### Challenge
Quote the whole listing exactly. Leave the pictures out of your copy.
START
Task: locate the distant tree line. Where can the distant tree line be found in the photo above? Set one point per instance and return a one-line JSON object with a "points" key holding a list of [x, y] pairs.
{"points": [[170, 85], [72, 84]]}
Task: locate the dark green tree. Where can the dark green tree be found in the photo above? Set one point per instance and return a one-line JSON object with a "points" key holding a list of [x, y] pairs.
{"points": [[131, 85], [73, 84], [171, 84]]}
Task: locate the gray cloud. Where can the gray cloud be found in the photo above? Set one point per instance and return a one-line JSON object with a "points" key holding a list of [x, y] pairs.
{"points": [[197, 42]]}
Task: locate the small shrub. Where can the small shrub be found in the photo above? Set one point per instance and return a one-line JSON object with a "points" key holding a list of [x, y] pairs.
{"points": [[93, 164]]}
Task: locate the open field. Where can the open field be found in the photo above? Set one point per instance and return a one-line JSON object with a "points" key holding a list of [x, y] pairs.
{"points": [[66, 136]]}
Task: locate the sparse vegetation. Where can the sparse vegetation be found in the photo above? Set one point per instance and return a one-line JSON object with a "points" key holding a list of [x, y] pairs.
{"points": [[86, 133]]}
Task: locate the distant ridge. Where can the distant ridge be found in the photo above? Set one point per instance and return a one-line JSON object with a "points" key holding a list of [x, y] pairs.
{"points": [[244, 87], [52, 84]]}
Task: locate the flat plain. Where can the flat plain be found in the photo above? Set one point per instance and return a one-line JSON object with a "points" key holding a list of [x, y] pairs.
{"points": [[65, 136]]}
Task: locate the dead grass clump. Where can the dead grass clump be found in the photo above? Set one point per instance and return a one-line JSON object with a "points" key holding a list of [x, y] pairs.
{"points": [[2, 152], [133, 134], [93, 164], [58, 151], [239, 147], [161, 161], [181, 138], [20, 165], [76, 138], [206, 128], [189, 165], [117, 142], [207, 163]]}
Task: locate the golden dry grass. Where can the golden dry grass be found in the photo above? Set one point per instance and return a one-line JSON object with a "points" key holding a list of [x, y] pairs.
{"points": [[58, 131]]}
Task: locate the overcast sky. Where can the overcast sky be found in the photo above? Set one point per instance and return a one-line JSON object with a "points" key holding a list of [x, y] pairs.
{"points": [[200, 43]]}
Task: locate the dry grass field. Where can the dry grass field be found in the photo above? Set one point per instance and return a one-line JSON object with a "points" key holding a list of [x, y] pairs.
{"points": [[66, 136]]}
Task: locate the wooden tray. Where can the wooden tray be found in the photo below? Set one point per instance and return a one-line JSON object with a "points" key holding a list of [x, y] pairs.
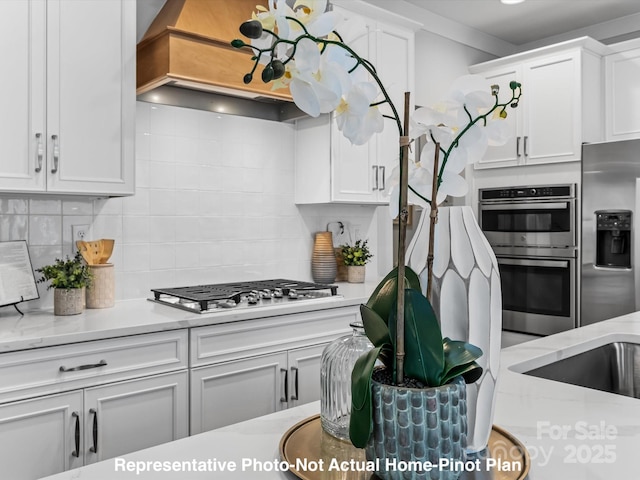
{"points": [[307, 441]]}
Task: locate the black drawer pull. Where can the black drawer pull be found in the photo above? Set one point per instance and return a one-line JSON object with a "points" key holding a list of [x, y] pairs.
{"points": [[76, 452], [94, 449], [102, 363]]}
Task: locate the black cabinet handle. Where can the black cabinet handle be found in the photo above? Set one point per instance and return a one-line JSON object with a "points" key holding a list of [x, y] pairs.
{"points": [[76, 452], [94, 449], [103, 363], [294, 371], [284, 397]]}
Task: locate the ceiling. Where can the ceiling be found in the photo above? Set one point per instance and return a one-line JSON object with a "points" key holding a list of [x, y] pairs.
{"points": [[532, 20]]}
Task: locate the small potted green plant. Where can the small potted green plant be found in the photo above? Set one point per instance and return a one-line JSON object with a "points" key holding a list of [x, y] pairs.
{"points": [[68, 278], [355, 257]]}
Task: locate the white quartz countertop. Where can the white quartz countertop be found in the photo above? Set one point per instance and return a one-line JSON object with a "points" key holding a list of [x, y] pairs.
{"points": [[42, 328], [571, 432]]}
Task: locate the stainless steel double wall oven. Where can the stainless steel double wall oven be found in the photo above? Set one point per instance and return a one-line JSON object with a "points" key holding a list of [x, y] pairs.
{"points": [[533, 233]]}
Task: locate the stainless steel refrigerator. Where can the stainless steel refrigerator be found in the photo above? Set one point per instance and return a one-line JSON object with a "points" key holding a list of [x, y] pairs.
{"points": [[610, 247]]}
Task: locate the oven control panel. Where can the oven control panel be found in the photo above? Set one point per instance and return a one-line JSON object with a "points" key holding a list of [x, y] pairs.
{"points": [[543, 191]]}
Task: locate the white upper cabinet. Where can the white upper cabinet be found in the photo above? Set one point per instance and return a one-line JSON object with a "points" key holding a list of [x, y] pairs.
{"points": [[560, 107], [69, 120], [328, 167], [622, 95]]}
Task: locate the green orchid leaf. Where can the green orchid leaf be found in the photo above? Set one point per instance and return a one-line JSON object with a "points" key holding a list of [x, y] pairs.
{"points": [[375, 327], [457, 352], [386, 356], [471, 372], [424, 353], [360, 422], [385, 296]]}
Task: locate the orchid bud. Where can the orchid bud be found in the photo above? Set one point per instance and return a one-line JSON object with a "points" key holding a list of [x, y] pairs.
{"points": [[278, 68], [267, 74], [251, 29]]}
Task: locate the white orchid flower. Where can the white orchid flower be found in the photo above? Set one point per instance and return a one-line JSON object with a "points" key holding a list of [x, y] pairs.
{"points": [[315, 84], [355, 117], [452, 184], [312, 14]]}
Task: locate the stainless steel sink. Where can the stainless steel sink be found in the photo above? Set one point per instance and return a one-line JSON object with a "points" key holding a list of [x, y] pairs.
{"points": [[614, 367]]}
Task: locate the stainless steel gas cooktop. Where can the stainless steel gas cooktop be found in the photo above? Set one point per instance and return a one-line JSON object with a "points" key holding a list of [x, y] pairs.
{"points": [[223, 296]]}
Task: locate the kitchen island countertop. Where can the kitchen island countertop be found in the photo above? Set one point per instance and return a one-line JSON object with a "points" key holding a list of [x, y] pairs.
{"points": [[41, 328], [571, 432]]}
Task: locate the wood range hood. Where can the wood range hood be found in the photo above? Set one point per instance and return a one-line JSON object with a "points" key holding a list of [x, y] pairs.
{"points": [[188, 45]]}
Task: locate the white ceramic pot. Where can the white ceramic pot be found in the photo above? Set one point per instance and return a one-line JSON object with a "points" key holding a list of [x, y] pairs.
{"points": [[68, 301], [355, 273], [101, 293], [467, 298]]}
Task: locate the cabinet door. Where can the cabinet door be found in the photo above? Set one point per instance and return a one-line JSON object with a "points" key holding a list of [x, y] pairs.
{"points": [[231, 392], [622, 98], [38, 437], [90, 96], [304, 374], [22, 47], [511, 153], [552, 100], [395, 59], [124, 417], [354, 174]]}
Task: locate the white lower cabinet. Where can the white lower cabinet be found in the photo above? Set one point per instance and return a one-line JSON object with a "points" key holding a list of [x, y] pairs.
{"points": [[116, 396], [43, 429], [247, 369], [232, 392], [76, 428], [235, 391], [304, 374], [129, 416]]}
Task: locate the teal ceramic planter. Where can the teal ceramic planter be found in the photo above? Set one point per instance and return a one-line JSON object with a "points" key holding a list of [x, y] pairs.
{"points": [[414, 429]]}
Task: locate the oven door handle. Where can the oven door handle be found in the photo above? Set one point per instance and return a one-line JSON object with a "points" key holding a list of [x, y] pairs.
{"points": [[534, 263], [527, 206]]}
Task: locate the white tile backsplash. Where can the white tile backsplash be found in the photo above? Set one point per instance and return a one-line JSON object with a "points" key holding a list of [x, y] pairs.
{"points": [[214, 203]]}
END
### Answer
Task: locate the distant tree line. Where can the distant tree line be found in the photo above? Set one point per instance and return a one-line JSON object with a "points" key holding a list of [x, y] pairs.
{"points": [[170, 85], [72, 84]]}
Task: locate the dark green tree. Where can the dark green tree be found in the photo above? Set one point per instance and return a one-line JSON object with a "points" key holding a list of [x, y] pairs.
{"points": [[131, 85], [73, 84], [171, 84]]}
Task: locate the gray cloud. Where can the gray cloud be found in the photo above? Set one point per instance and return a one-line JSON object with a "points" key holding a list of [x, y] pairs.
{"points": [[197, 42]]}
Task: locate the small shrub. Where can the small shrub be found in the photo above? Set one point per instance and return a one-line JSON object with a "points" key holding a list of [x, y] pairs.
{"points": [[93, 164]]}
Task: locate the open field. Where can the open field be found in the photo above? Set one point per instance and return a one-line JSON object with a "points" key holding a list of [x, y] pairs.
{"points": [[66, 136]]}
Task: locate the sparse vegetation. Where can the sparse vegetation be found in the photo above? Set one point per instance and return a one-line JSON object with a "points" key holding a list of [x, y] pairs.
{"points": [[86, 133]]}
Task: locate the distant ridge. Where can the distant ridge be found in the photo above? Set one point per instance and return a one-line JSON object with a "points" key holding a list of [x, y] pairs.
{"points": [[244, 87], [52, 84]]}
Task: locate the flat plain. Where can the flat plain be found in the photo above? Set one point per instance and return a one-line JSON object with a "points" key holding a list of [x, y] pairs.
{"points": [[65, 136]]}
Task: locate the dead grass clump. Where can the dead grass clump be found in the photo above? Set one point per instance and return a one-line JSON object with a "points" key holding a list of [x, y] pairs.
{"points": [[2, 152], [133, 134], [93, 164], [58, 151], [239, 147], [161, 161], [181, 138], [20, 165], [76, 138], [206, 128], [189, 165], [117, 142], [207, 163]]}
Task: locate the golden dry grass. Where can the golden dry grass be found in the photo above? Set one point per instance and return a one-line JSON object with a "points" key holding a list of [x, y] pairs.
{"points": [[58, 131]]}
Task: locate the overcast sky. Where can the overcast sky be found in the photo above? Set one point per instance and return a one-line JSON object with a "points" key holding a list of [x, y] pairs.
{"points": [[200, 43]]}
Task: locate the dry grass field. Where can the dry grass field be found in the photo above? Set one point per instance and return a one-line JSON object with a "points" key holding a list of [x, y] pairs.
{"points": [[66, 136]]}
Task: locate the wooden tray. Where can the wooden tray be found in the photo below? Set one point per instance and return a one-line JSON object with a "points" key holding a list of [x, y] pairs.
{"points": [[307, 441]]}
Task: locate the black drawer pull. Where can the black drawer pull be found in the photo above? Set one point per instance and return a one-line JSON object with a "points" key holding a list of [x, y] pairs.
{"points": [[76, 452], [94, 449], [102, 363]]}
Task: locate the black cabinet handle. Where can the black cabinet handle be found in the photo above? Set one point per instance and return a one-line JSON object with a "points" key holding a list of [x, y] pairs.
{"points": [[76, 452], [94, 449], [103, 363], [294, 371], [284, 397]]}
Task: locate the ceiling. Where can the ceiling be found in the photo above? Set one point per instance and return a one-line JSON object with a "points" key holding a list of [x, y] pairs.
{"points": [[532, 20]]}
Task: locate the small potted green plant. Where can the small potted green plant be found in the photo above? Set one point per instance and return a one-line JSON object with a "points" key holding a list of [x, y] pairs.
{"points": [[68, 278], [355, 257]]}
Task: locate the white quartz countertop. Where can the white quartz countertop be found in the photo above? Set one point per instance and return a one-line JSON object with a "points" key holding a list of [x, y] pairs.
{"points": [[42, 328], [571, 432]]}
Task: locate the stainless steel double wall oven. Where can the stainless steel double wall oven be found in the photo above? Set one point per instance and return a one-line JSON object with a "points" key holding a list of [x, y] pairs.
{"points": [[533, 233]]}
Task: locate the stainless steel refrigerator. Where can the stainless steel refrigerator be found in the photo above? Set one point per instance and return a one-line JSON object with a "points" key holding a list of [x, y] pairs.
{"points": [[610, 247]]}
Task: locate the oven control panel. Where can the oven control panel be found in the photo above? Set one point per instance and return a one-line JSON object with a "points" key holding a list of [x, y] pairs.
{"points": [[543, 191]]}
Task: locate the white upper cabinet. Where can the white upper cabinet be found in the photo above? Set one point per instance and return a one-line JSON object with a "points" key holding a list of [x, y] pairs.
{"points": [[560, 107], [69, 120], [328, 167], [622, 95]]}
Task: locate the green orchid leaf. Where can the green orchid leaf be found in the photo above? Set one point per instance and return a one-line JSON object with a "points" key holding a list of [x, y] pairs.
{"points": [[375, 327], [457, 352], [386, 356], [471, 372], [424, 353], [360, 422], [385, 296]]}
Task: locate the orchid bud. Where can the orchid bud be found in the photo above? Set one point per instance and return a one-line JSON object with a "points" key holding a list of [x, y] pairs.
{"points": [[278, 68], [267, 74], [251, 29]]}
Task: locate the white orchid flower. Where can the white orchid flower be found in the photo above? Set one point per instance and return a one-line JSON object with a "points" key holding a list of [x, y] pairs.
{"points": [[315, 84], [355, 117], [452, 184], [312, 14]]}
Task: locate the stainless steel sink. Where can the stainless steel sink be found in the photo above? Set one point per instance and return a one-line JSON object with a "points" key holding a list of [x, y] pairs.
{"points": [[614, 367]]}
Task: locate the stainless steel gas cooktop. Where can the stainless steel gas cooktop be found in the photo above? Set one point per instance and return a one-line JSON object with a "points" key holding a list of [x, y] pairs.
{"points": [[223, 296]]}
Task: locate the kitchen island countertop. Where can the kitchen island countertop be found in the photo above? Set one point per instance and return a one-line JSON object with a "points" key holding a list of [x, y] pairs.
{"points": [[41, 328], [571, 432]]}
Task: locate the wood range hood. Where can the wood range hood be found in the photo above? Set one point per instance and return a one-line JSON object with a "points" key holding a list of [x, y] pairs.
{"points": [[188, 45]]}
Task: locate the white ceramic pot. Where can the white ceramic pot be found in the photo above? Set one point per instance and return a one-line JSON object with a "points" key holding a list of [x, y] pairs.
{"points": [[68, 301], [355, 273], [101, 293], [467, 298]]}
Task: locate the cabinet door. Where can the cabinet door be found in the photo above? Set one point per instance and return a one-line JSON object with a "points" key holding a list of [x, y] pairs.
{"points": [[231, 392], [622, 98], [38, 437], [90, 96], [304, 374], [22, 47], [511, 153], [552, 100], [395, 59], [124, 417], [354, 174]]}
Task: locate the white lower cabinet. Where can the white lower cabinet be found in the photo above? Set one point per instance and return a one-line JSON object with a "points" key holding a list of [x, y] pairs.
{"points": [[116, 396], [43, 429], [247, 369], [232, 392], [76, 428], [235, 391], [304, 374], [129, 416]]}
Task: locate the teal ceramic planter. Where can the teal ceramic planter be found in the photo above? Set one point per instance and return a one-line JSON object with a "points" key holding a list of [x, y] pairs.
{"points": [[414, 429]]}
Task: locate the oven door handle. Where can the oven door handle be found in the photo above? Set one point per instance and return a one-line JSON object with a "points" key holding a list of [x, y] pairs.
{"points": [[534, 263], [527, 206]]}
Task: locate the white tile backsplash. Where can the white tile backsplash be found in the photo above? Set one point per instance and return a one-line JSON object with a "points" key holding a list of [x, y] pairs.
{"points": [[214, 203]]}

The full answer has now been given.